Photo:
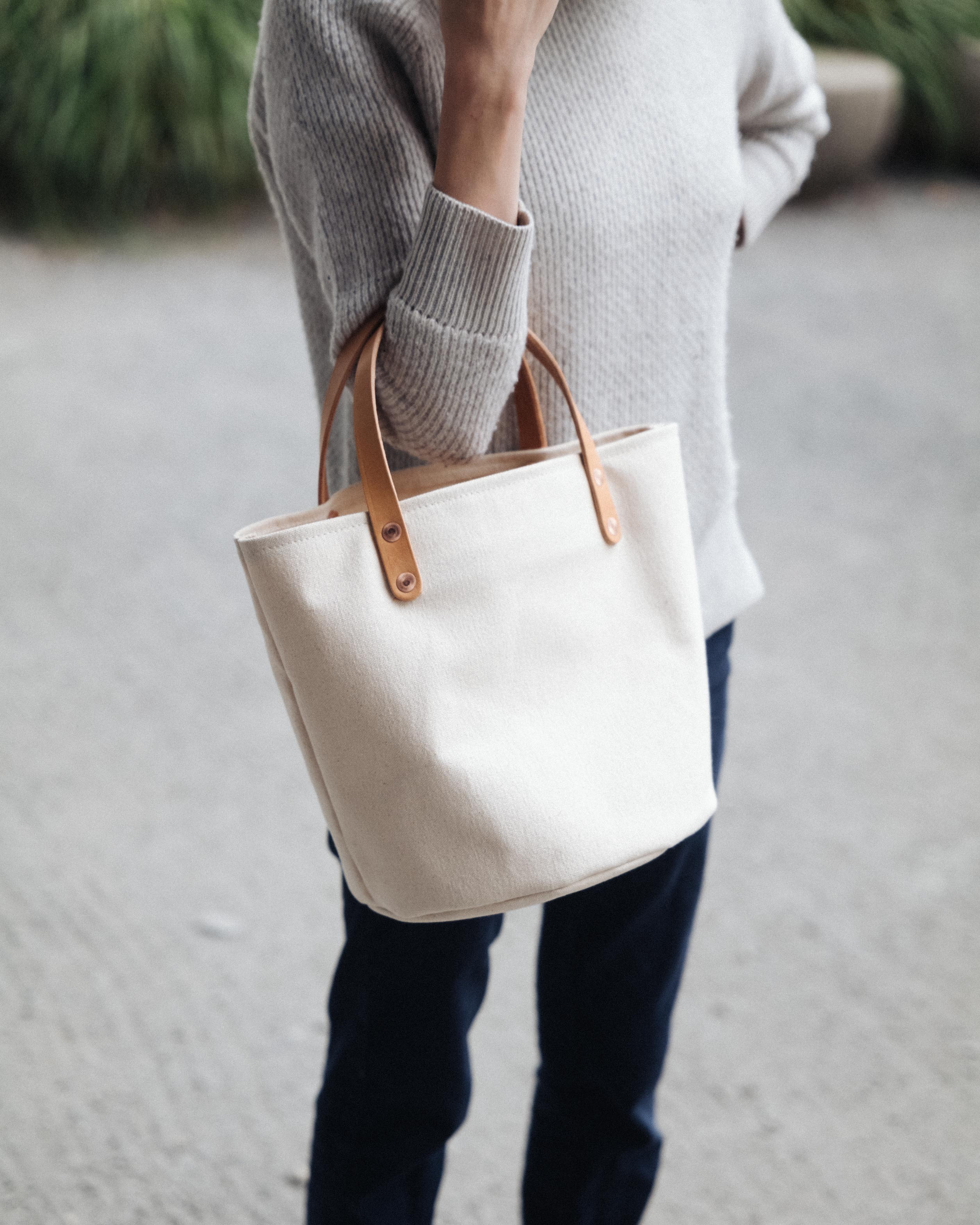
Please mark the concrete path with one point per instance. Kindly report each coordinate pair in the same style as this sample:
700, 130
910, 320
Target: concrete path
168, 912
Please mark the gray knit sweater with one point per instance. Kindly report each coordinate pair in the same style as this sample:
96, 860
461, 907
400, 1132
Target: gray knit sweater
651, 129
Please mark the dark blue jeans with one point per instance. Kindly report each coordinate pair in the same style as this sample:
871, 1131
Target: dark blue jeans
397, 1081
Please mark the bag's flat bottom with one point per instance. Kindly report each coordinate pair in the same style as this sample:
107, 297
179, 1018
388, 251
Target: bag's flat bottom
531, 900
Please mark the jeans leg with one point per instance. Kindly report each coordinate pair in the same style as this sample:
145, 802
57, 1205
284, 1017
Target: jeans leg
397, 1080
609, 969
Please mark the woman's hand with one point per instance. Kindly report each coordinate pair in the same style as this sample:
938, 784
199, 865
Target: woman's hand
490, 48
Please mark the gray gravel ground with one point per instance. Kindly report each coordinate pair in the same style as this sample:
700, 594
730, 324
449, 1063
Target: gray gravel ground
169, 914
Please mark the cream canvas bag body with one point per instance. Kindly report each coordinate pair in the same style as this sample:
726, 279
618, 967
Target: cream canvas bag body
497, 669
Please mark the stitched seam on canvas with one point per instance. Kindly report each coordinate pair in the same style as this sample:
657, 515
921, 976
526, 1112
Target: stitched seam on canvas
465, 489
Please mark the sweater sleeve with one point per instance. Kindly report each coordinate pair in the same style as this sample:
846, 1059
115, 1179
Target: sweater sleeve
350, 145
782, 112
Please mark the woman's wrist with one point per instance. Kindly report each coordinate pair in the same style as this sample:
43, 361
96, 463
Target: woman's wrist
481, 132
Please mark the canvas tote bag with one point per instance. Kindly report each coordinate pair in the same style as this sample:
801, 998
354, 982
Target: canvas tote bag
495, 669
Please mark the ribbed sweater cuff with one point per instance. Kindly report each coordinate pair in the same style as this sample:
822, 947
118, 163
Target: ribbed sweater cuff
466, 270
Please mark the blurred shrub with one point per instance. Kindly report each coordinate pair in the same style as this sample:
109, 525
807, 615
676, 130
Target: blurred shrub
917, 36
110, 107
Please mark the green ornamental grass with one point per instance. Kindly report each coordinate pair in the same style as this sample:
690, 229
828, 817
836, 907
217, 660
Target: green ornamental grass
111, 107
918, 36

##########

» **Instructions to follow**
Rewrite all of the material above, changing every occurrence of "one point per instance" to "a single point for each instance" and keeping everything else the same. Leave the pictures out of your answer.

» **The solution**
Photo:
Please mark the concrete path with a single point for each instance. Kindly report each coordinate pair in the same style as this sample:
700, 130
910, 320
Target: concrete path
168, 912
Please mark the gray knit sweater with a single point for each instance. Kindly report each coordinate pair in the same style as this sample:
96, 860
461, 907
400, 1132
Target: gray knit sweater
651, 129
Please mark the dark blue jeans with a single point for each instance. Kindly report each coordinate pair in the same style as this sample:
871, 1131
Target: dark blue jeans
397, 1081
Please mark the bag's flat bottom with a single point for each instance. Kindly report each coordinate pair in the same style as this sample:
107, 297
179, 1018
388, 251
Target: bag's flat bottom
531, 900
Please mark the jeans leg with a single point for each instance. Kindly report each coordinate pair in the same style as this sample:
145, 802
57, 1205
284, 1017
Target: jeans leg
397, 1080
609, 969
Please mark the woman's hand with a single point for each instance. Kindly report each coordinate pair in the same style as this sample:
938, 784
199, 865
Target: woman's hand
490, 48
Please mark the gray gravel ground with a single point for each instance. Kindly report each coordinate pair in the same style as this sample:
700, 594
730, 324
449, 1063
Target: gray gravel ground
169, 914
Please mark the cream canvas bag body with a single point for each instance. Kindly report each coordinate pair in the same style as this sample:
726, 279
618, 967
Target: cream canvas bag body
497, 669
Please mark the stitched seam on canvas with a single point for each instance. Kindly report each coordinate pair in the same style as this sample:
657, 515
921, 976
526, 1112
Target: stitched seam on canvas
465, 489
Please mark the sweater sleeve with a single point for each instance. Kindly report each coordinate pair in the same style as this sample:
846, 1059
115, 1179
Target: sweater sleeve
350, 145
782, 112
Please mark the woman's wrist with a single point for each instance. Kindly report each coordinate pair in the same style as this sample:
43, 361
96, 463
Target: woman's wrist
481, 132
Please mark the canvas tote bag with a single point for each instance. Kindly report each coordinate pair in the same style as this sample:
801, 998
354, 982
Target: canvas tote bag
495, 669
Please mark the ribbed sweater cuff with a single point for each instance. Kindly report each coordinate pair in the same style as this sample:
822, 947
118, 163
Target: ribbed sweater cuff
466, 270
Please mark the blurred shrub with a single point for each instance. Kindly report each coordinate pair in the same style as this sample:
109, 525
807, 615
676, 130
Target: blurred shrub
917, 36
110, 107
Please mark the green ornamental grass with a single point for each instance. Kindly report each coordinate pair in the same style as this sample:
690, 229
828, 817
836, 907
217, 660
Target: green ornamental grass
111, 107
918, 36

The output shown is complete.